[Data records]
------------------------

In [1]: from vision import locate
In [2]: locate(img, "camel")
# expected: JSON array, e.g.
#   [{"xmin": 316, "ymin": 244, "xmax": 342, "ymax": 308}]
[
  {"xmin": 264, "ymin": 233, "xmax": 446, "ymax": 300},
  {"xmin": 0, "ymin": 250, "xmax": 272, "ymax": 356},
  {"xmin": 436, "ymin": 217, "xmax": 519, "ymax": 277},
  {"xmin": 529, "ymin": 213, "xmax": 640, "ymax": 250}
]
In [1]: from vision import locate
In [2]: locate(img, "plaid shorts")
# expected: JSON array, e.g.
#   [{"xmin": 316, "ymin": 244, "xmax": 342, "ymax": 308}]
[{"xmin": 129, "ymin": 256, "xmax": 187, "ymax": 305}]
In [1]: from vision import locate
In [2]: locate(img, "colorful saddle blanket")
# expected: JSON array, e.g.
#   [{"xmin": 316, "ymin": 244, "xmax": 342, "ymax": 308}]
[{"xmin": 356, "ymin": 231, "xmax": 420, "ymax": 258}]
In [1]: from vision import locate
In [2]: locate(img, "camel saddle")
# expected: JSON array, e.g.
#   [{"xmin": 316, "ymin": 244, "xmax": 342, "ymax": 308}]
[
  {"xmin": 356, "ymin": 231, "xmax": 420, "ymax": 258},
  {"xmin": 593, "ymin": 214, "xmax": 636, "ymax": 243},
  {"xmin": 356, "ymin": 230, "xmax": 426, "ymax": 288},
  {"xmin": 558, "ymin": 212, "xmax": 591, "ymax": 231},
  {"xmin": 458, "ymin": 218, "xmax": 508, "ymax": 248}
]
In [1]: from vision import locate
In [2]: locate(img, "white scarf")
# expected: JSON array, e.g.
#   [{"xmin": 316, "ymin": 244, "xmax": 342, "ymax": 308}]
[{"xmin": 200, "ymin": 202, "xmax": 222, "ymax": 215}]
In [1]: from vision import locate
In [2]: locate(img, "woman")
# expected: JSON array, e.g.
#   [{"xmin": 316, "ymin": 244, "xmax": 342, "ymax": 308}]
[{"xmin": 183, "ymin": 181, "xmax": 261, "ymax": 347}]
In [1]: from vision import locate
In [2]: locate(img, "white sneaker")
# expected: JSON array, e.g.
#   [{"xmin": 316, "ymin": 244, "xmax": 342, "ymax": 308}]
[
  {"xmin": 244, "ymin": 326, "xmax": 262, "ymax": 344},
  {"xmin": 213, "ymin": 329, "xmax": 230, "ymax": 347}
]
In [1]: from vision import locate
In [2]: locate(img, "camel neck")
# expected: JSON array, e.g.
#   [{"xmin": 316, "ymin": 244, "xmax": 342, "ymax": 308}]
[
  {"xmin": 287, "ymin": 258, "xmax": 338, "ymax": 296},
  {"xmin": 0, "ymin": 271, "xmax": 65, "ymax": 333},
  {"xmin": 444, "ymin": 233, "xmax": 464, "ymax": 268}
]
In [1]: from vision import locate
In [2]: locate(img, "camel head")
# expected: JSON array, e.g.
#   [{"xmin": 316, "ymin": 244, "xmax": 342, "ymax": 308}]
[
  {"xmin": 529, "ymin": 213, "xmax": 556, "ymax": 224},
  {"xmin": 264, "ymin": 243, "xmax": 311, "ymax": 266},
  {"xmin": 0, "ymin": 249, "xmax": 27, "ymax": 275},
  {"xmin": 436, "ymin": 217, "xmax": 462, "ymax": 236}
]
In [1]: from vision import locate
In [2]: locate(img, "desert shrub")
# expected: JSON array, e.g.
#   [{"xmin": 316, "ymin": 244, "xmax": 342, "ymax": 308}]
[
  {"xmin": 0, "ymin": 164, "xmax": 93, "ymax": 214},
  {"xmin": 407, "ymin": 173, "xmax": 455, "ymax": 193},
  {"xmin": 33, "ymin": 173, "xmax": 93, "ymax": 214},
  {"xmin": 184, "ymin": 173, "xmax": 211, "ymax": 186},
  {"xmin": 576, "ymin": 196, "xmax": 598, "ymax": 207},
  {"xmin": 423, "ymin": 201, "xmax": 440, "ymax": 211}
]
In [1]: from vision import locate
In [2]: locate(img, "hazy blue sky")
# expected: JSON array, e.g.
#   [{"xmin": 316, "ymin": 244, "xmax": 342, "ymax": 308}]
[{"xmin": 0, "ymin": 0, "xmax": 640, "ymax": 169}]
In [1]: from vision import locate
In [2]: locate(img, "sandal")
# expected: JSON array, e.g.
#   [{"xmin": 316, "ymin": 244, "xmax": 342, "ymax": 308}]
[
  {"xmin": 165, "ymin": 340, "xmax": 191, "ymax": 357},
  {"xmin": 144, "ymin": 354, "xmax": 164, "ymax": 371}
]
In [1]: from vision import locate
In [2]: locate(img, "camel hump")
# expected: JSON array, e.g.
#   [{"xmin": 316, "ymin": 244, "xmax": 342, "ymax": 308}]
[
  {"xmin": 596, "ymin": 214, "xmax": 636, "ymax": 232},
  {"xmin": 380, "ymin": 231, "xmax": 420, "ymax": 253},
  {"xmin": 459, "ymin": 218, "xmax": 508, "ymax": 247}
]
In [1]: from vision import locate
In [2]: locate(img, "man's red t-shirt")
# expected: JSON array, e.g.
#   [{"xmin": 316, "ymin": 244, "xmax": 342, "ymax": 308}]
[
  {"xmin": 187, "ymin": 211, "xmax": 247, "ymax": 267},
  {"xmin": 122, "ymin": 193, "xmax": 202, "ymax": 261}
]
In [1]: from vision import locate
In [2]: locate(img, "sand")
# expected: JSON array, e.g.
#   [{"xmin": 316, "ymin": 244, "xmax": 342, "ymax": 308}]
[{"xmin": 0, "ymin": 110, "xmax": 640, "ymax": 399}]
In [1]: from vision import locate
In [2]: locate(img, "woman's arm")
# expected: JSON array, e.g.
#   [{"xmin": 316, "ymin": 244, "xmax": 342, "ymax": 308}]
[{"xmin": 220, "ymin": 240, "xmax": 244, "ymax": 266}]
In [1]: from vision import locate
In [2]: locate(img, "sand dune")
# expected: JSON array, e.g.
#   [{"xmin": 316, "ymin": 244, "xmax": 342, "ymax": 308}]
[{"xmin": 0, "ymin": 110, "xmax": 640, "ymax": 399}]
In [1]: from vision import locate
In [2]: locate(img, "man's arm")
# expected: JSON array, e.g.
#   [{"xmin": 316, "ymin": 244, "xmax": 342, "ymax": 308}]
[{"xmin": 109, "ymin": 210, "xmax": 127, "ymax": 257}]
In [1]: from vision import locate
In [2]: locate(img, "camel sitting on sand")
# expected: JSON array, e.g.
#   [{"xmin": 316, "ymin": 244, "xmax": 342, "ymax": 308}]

------------------------

### TASK DETAILS
Gather every line of the records above that contains the string "woman" and copy each line in full. Matching is case-sensitive.

### EXERCISE RESULT
In [2]: locate(img, "woman")
In [2]: locate(img, "woman's arm")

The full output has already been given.